#### Records to process
----------------

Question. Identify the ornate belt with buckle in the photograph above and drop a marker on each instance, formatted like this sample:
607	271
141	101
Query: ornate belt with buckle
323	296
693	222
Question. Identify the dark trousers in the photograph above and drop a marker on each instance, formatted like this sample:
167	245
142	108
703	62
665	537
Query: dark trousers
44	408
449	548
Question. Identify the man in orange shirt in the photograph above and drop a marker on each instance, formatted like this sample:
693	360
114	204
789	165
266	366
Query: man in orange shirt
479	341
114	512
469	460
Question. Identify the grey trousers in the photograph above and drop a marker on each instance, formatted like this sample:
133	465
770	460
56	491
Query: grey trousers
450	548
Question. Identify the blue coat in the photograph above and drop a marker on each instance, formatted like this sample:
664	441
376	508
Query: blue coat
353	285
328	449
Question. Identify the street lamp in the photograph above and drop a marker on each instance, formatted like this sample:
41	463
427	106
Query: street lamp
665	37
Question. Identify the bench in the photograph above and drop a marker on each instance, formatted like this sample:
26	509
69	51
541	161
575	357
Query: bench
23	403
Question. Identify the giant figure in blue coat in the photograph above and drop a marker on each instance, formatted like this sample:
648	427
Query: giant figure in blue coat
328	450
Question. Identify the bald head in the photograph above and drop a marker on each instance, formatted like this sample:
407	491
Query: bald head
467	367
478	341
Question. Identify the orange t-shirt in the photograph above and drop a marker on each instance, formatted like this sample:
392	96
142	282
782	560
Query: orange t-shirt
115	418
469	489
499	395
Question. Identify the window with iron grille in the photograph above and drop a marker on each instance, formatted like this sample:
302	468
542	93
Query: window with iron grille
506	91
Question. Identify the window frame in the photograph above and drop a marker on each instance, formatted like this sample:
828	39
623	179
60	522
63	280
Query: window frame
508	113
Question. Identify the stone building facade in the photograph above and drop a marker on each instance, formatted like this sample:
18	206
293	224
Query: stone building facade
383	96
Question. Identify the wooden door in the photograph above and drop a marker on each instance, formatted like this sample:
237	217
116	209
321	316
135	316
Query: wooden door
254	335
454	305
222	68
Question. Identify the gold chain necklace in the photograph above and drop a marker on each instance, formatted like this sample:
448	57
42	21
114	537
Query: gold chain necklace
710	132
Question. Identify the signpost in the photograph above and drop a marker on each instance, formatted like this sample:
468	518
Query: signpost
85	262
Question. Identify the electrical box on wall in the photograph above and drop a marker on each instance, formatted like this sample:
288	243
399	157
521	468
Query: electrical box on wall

----------------

#### Work item
What is the number of lines in these records that contain "wall"? Reply with the number only.

#### Answer section
2